## SET PROBLEM:
Write out the material exactly, leaving every picture behind.

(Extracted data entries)
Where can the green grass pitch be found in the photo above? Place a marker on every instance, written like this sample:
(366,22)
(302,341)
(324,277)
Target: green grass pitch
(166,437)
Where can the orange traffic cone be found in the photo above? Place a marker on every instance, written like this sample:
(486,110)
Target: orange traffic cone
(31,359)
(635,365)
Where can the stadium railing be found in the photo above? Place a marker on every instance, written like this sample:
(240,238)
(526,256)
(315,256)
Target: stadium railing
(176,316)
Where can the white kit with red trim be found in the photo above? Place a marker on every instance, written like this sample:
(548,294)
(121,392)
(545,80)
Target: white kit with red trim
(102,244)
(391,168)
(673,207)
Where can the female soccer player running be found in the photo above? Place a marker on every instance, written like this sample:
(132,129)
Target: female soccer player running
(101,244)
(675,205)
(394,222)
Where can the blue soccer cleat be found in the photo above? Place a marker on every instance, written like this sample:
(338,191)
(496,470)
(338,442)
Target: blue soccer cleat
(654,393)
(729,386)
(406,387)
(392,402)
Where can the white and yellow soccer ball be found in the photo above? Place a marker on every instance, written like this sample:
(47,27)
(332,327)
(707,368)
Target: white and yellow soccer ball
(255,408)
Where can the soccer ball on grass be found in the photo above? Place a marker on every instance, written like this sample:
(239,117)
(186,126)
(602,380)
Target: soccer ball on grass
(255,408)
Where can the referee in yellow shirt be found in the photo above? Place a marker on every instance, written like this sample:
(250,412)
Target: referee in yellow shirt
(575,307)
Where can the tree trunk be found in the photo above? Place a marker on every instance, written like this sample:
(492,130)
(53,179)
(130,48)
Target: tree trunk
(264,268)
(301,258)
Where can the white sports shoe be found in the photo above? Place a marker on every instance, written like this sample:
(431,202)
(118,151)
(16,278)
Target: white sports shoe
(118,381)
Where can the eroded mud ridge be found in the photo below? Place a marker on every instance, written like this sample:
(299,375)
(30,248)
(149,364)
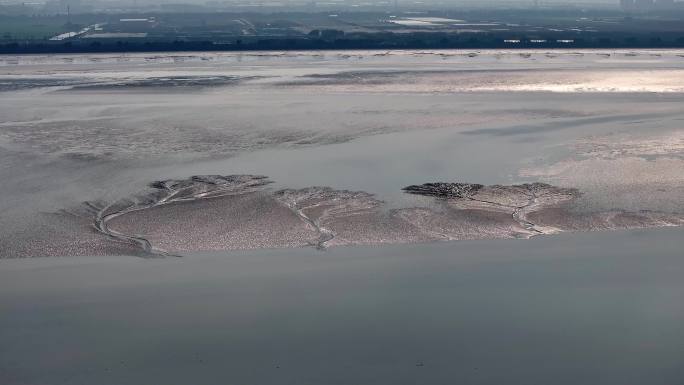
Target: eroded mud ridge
(240,212)
(167,192)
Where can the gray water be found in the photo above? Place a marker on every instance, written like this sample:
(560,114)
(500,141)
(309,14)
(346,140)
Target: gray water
(595,308)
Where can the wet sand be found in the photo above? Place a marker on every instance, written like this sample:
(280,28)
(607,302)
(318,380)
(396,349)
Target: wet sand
(81,133)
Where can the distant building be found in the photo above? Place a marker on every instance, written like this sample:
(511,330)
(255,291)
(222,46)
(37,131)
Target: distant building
(650,5)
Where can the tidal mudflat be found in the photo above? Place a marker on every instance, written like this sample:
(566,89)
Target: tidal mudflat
(590,308)
(172,154)
(431,217)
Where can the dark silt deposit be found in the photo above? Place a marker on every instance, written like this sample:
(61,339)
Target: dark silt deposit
(238,212)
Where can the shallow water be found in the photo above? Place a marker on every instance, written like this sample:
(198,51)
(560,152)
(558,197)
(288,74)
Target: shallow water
(596,308)
(100,128)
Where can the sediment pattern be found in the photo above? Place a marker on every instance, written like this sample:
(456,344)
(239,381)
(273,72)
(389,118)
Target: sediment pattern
(215,212)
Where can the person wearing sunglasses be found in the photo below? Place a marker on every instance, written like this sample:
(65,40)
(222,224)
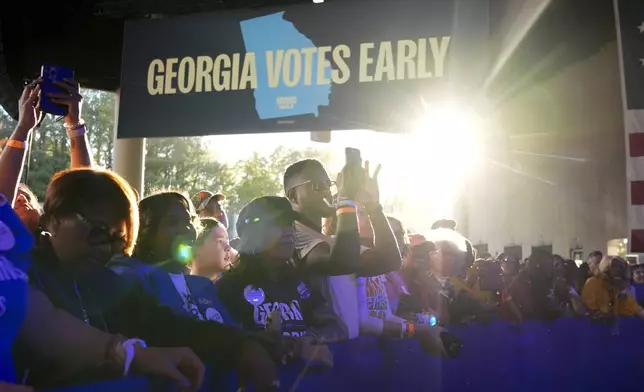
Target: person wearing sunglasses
(332,263)
(91,215)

## RESULT OF THE EXERCISE:
Where can the green grass pitch be found in the photo above? Place a marker on every instance, written like this sample:
(366,22)
(302,341)
(324,277)
Target: green grass pitch
(166,437)
Where can the orange traffic cone be found in the photo above? Place a marker on every instance, written like this sample:
(486,110)
Target: orange traffic cone
(31,359)
(635,365)
Where can the stadium railing be found in the photo above? Place a marker on every instance, written like this sample:
(240,238)
(526,256)
(315,256)
Target: stadium railing
(176,316)
Where can the white kit with red trim be found in the photo above? Place a marker on every instance, written like this sample:
(548,294)
(121,392)
(545,80)
Target: white kit with red trim
(102,244)
(391,168)
(673,207)
Where can the female soccer player running be found in the photo above? Place a marker on every instance, written like this sample:
(132,129)
Target: female soccer player running
(101,244)
(675,205)
(394,222)
Where can the blue soccer cleat be found in the photo above? Place a marker on every instance, written like this sample:
(338,191)
(496,470)
(338,442)
Target: blue soccer cleat
(654,393)
(729,386)
(406,387)
(392,402)
Where can the white and yellow soccer ball be found in the photo above? Place a marker on every instance, written like this sample:
(47,27)
(332,327)
(707,368)
Target: white and yellow soccer ball
(255,408)
Where can the soccer ball on grass be found in the photo above? Place a marker on every instance, written like this sample:
(239,117)
(186,126)
(602,380)
Target: soccer ball on grass
(255,408)
Where can the referee in yellow shirt be found in the photo above? Place a marker on every instance, written like this sample:
(250,412)
Target: referee in yellow shirt
(575,307)
Where can the tree trunk be found in the photo above? Place a marker on every instance, written like this sample:
(492,130)
(53,179)
(130,48)
Target: tree trunk
(264,268)
(301,258)
Where can the white sports shoe be found in the photo above? Place a marker on every instance, written like this sample:
(431,202)
(118,151)
(16,278)
Target: white sports shoe
(118,381)
Where can the eroded mud ridge be found in the photo below? Place a marker on every instance, written like this sample:
(299,375)
(30,248)
(149,364)
Target: eroded mud ridge
(240,212)
(167,192)
Where can the gray water be found in the photo above? Place a marker on every instance, written like this sample:
(560,114)
(500,141)
(309,14)
(346,140)
Target: gray water
(595,308)
Where can the wet sand be found in the photo above? Place a marker on every instance, written like this sample:
(280,28)
(607,302)
(318,380)
(396,349)
Target: wet sand
(81,133)
Where can the distant building be found in the photo above? Place a marker on every instance, written like this sample:
(511,330)
(255,291)
(222,46)
(37,131)
Target: distant building
(650,5)
Where can the tidal mudflat be found in the photo above? Place a marker on every instance, written like this sample:
(566,89)
Target: tidal mudflat
(590,308)
(172,154)
(431,217)
Where can the dark silt deposit be found in the photo above? Place a marker on every instance, written like this sample:
(61,339)
Target: dark silt deposit
(238,212)
Where can the shallow water be found in the photo above? Place a marker on every instance, written like this sample:
(198,51)
(560,152)
(558,197)
(288,74)
Target: shallow water
(596,308)
(100,128)
Where can the sediment pattern be found in the photo above? Place a marker on every instance, written like this sample:
(456,344)
(239,381)
(273,72)
(389,118)
Target: sediment pattern
(215,212)
Where can the person wearing sunglasses be found in the photo below? Place a marker on every instance, written like this sample:
(65,40)
(222,224)
Target: person wearing sunglasses
(332,263)
(91,215)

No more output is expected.